--- ACTIVITY ---
Scan the material that follows. Copy every line containing the word "branch".

--- AVAILABLE RECORDS ---
━━━
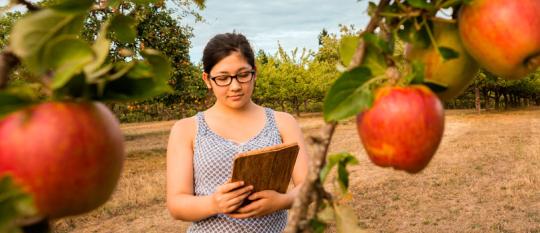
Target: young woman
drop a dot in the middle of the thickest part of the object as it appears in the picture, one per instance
(201, 149)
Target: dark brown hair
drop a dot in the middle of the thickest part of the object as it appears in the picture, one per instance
(223, 45)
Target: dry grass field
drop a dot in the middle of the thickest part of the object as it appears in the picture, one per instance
(485, 177)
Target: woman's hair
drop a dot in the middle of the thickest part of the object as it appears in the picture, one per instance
(223, 45)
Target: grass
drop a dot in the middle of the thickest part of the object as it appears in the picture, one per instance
(485, 177)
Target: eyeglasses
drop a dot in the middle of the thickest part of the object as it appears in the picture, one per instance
(226, 80)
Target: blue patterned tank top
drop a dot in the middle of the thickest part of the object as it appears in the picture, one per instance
(212, 165)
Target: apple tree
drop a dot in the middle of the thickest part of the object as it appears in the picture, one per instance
(400, 121)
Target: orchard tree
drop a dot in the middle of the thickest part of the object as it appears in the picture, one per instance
(76, 147)
(399, 116)
(391, 103)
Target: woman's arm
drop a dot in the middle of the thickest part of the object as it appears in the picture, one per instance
(181, 202)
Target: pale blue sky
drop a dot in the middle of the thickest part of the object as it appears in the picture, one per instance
(294, 23)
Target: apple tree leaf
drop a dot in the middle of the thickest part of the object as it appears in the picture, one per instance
(347, 48)
(347, 95)
(417, 74)
(143, 79)
(31, 34)
(73, 6)
(378, 43)
(14, 204)
(123, 28)
(67, 56)
(341, 160)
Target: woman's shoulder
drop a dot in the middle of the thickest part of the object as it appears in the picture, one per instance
(186, 125)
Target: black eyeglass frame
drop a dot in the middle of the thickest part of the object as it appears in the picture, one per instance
(252, 72)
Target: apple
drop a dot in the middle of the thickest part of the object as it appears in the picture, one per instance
(403, 128)
(457, 73)
(67, 155)
(502, 35)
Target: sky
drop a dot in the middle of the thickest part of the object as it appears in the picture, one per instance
(292, 23)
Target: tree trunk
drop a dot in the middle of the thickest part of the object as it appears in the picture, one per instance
(506, 100)
(477, 98)
(486, 98)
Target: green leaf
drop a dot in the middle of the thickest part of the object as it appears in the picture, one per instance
(436, 86)
(346, 220)
(332, 161)
(30, 35)
(372, 8)
(72, 6)
(123, 28)
(343, 178)
(67, 55)
(417, 74)
(374, 60)
(348, 96)
(11, 102)
(347, 48)
(14, 204)
(161, 66)
(377, 42)
(140, 80)
(417, 37)
(422, 4)
(448, 53)
(340, 159)
(114, 3)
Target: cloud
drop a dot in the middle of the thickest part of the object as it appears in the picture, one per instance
(294, 23)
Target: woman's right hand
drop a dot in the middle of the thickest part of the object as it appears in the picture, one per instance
(229, 196)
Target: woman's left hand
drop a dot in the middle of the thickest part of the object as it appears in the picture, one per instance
(264, 202)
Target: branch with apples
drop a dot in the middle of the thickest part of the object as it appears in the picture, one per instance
(77, 148)
(396, 97)
(62, 149)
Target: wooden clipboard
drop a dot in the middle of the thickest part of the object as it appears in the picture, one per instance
(268, 168)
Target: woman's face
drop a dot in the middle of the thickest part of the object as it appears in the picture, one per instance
(238, 92)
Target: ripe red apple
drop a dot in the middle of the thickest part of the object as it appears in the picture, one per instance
(67, 155)
(403, 128)
(502, 35)
(457, 73)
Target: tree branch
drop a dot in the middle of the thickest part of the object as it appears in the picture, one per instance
(298, 221)
(8, 61)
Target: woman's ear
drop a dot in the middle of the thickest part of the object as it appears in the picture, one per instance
(206, 80)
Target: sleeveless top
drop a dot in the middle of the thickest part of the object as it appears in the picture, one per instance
(212, 166)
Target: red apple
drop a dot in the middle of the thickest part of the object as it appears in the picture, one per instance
(67, 155)
(502, 35)
(403, 128)
(457, 73)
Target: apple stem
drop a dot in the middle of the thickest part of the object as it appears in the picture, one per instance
(8, 61)
(42, 226)
(533, 62)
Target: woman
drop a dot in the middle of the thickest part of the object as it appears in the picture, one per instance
(201, 149)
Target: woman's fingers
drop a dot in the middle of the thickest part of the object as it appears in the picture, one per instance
(230, 186)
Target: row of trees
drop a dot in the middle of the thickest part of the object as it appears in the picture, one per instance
(294, 81)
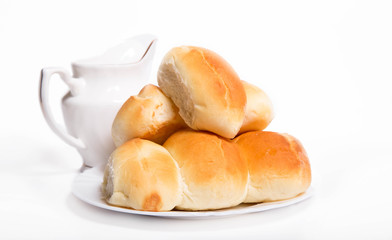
━━━
--- ANSWER SPACE ---
Target: branch with apples
Target: tree branch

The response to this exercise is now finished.